Discovery of Cu(II)‐Dipyridophenazine Complex for Synergistic Cuproptosis/Chemodynamic Therapy via Disrupting the Tricarboxylic Acid (TCA) Cycle in Metastatic TNBC

Abstract Cuproptosis, a recently recognized regulated cell death, distinct from established death mechanisms, offers promising cancer therapy. However, its efficacy relies on intracellular copper availability and homeostasis. Herein, a novel Copper(II) dipyridohenazine complex, Cu(L 1 ) 2 Cl acts as an oxidative stress amplifier and glutathione (GSH) disrupter for synergistic cuproptosis/chemodynamic anticancer therapy for the treatment of challenging triple negative breast cancer. Cu(L 1 ) 2 Cl followed the endocytosis pathway to enter tumor cells and depleted GSH to release Cu + ions which result in the production of . OH radicals generated from H 2 O 2 , leading to chemodynamic therapy. The spike in ROS generation disrupts cellular redox homeostasis, causing impaired mitochondrial function, ATP depletion, and endoplasmic reticulum stress generation. ATP depletion directly affects the function of copper‐transporting ATPase 1 (ATP7A), resulting in a large amount of Cu + trapped inside cancer cells, causing oligomerization of dihydrolipoamide S‐acetyltransferase (DLAT), and depletion of Lipoyl synthase (LIAS), and leading to cellular cuproptosis. Subsequently, Cu(L 1 ) 2 Cl interrupts tumor metastasis and evokes immunogenic cell death (ICD) by promoting high mobility group protein (HMGB1), ATP and lactate dehydrogenase (LDH) release, calreticulin (CRT) exposure, and inhibiting programmed death ligand 1 (PD‐L1). The in vivo studies on 4T1 tumor bearing Balb/c mice validate its potent antitumor efficacy, thereby providing a new therapeutic paradigm to augment cuproptosis‐related therapies.

**To do**
Check each statement against the abstract and answer yes or no, quoting the words of the abstract that decide it. 1. The Cu(II) complex gets into tumor cells by endocytosis. 2. The complex raises glutathione levels inside the cells. 3. The complex boosts expression of PD-L1.

**Provided records**
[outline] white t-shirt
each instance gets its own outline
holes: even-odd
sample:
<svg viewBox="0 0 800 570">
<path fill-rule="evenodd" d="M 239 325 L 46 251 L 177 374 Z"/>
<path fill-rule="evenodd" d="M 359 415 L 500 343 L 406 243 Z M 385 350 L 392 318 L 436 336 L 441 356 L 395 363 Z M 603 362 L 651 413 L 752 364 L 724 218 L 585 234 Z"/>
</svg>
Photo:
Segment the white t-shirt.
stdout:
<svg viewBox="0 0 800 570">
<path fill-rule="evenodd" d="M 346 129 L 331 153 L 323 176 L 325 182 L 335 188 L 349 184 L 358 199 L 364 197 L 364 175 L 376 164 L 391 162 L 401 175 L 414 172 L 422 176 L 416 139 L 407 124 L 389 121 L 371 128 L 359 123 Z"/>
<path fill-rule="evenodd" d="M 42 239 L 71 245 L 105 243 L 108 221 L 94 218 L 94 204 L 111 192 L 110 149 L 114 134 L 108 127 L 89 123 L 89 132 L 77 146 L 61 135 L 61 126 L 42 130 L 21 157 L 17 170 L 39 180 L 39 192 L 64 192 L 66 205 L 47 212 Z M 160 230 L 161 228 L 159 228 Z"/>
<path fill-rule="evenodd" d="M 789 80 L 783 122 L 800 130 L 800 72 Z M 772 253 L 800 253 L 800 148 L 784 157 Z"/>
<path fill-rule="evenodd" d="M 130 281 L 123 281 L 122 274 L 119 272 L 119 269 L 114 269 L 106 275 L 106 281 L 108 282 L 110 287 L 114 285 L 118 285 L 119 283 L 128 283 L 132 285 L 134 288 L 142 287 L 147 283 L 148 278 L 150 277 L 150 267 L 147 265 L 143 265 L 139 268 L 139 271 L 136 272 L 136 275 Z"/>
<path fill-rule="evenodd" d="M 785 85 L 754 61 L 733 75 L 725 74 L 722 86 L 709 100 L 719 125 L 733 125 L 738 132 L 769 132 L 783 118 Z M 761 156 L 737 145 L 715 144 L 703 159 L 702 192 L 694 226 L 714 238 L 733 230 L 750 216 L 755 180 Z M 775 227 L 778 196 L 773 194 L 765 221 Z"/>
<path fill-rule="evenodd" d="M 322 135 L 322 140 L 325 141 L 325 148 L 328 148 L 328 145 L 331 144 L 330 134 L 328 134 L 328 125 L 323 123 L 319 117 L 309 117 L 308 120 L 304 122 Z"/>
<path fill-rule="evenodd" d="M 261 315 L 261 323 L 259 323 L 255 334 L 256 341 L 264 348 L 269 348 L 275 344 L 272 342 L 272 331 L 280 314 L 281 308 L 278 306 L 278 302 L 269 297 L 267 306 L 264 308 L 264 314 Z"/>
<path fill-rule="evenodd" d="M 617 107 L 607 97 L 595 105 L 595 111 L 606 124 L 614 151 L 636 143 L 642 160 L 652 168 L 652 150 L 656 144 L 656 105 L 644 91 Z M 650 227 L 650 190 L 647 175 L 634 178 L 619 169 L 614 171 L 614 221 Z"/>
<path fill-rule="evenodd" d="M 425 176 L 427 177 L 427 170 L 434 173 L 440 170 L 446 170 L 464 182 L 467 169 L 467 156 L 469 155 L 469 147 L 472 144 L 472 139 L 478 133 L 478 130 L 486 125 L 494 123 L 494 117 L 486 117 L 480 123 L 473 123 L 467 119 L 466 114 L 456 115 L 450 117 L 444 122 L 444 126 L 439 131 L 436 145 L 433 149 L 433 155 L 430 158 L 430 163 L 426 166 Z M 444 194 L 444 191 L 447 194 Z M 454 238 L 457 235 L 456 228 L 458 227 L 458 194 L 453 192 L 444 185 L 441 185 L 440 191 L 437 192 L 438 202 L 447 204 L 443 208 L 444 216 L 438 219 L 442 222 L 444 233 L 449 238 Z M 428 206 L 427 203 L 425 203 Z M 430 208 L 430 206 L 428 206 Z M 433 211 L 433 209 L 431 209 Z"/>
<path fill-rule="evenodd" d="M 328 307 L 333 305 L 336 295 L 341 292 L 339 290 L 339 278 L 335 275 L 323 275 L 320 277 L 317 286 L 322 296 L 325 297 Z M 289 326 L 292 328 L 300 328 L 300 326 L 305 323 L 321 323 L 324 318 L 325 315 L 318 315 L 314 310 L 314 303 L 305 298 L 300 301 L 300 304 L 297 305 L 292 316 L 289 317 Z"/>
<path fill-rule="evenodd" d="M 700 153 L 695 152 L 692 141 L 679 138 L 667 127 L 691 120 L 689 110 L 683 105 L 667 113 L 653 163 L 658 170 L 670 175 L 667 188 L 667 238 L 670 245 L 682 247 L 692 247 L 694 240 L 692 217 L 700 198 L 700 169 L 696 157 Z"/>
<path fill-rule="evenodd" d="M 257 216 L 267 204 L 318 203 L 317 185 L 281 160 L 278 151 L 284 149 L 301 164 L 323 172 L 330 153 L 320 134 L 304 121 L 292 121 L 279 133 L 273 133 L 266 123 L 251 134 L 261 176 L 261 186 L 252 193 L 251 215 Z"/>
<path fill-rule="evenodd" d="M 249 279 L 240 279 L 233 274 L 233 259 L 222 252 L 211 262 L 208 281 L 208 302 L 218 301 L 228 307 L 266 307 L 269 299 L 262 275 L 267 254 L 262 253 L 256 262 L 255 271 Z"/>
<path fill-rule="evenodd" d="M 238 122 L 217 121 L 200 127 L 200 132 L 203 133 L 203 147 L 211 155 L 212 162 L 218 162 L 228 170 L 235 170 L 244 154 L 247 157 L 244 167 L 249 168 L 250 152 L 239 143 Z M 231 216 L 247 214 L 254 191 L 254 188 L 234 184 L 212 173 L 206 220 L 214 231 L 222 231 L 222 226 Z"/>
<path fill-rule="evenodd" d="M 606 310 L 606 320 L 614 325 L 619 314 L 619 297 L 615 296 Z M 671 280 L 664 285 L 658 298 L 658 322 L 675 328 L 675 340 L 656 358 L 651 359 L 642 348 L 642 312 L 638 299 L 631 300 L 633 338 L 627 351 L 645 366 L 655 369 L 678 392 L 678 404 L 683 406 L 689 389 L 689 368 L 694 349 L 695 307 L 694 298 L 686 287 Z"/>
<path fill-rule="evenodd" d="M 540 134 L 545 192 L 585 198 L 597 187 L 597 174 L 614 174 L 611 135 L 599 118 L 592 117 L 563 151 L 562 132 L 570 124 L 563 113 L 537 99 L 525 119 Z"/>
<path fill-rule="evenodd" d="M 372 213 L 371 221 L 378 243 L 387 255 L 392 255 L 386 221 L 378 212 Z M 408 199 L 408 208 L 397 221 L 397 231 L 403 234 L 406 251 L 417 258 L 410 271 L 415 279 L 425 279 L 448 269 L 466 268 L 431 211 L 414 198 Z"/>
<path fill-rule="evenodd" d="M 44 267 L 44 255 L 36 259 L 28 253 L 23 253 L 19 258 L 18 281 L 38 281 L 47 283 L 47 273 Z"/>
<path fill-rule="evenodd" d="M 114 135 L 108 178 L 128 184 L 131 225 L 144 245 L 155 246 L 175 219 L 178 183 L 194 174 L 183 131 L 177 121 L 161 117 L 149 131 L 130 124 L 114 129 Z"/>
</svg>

**Solution to this problem**
1. Yes: "Cu(L 1 ) 2 Cl followed the endocytosis pathway to enter tumor cells"
2. No: "depleted GSH to release Cu + ions"
3. No: "inhibiting programmed death ligand 1 (PD‐L1)"